DATA SUPPLIED
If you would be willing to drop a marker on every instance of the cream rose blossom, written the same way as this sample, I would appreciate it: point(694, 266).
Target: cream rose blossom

* * *

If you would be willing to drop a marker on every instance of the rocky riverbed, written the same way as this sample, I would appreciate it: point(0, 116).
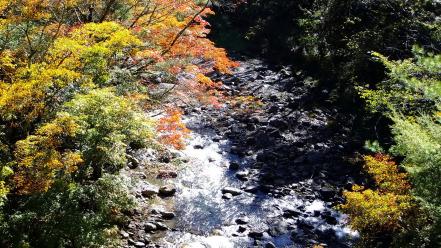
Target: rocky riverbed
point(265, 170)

==

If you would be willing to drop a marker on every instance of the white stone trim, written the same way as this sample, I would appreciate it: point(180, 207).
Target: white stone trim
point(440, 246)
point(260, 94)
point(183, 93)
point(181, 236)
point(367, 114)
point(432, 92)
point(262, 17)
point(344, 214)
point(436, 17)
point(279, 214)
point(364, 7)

DIRECTIONS
Copy all the lines above that hold the string "instance".

THE ANSWER
If you would be willing to drop a marker on every instance of the cream rose blossom, written the same way as this sample, I would appreciate it: point(694, 266).
If you would be willing to drop a marker on every instance of the rocky riverbed, written the same way as this sample, I would appreciate it: point(0, 116).
If you would be willing to drop a marker on every instance of the white stone trim, written the same way as this sample, I would appreciate it: point(180, 207).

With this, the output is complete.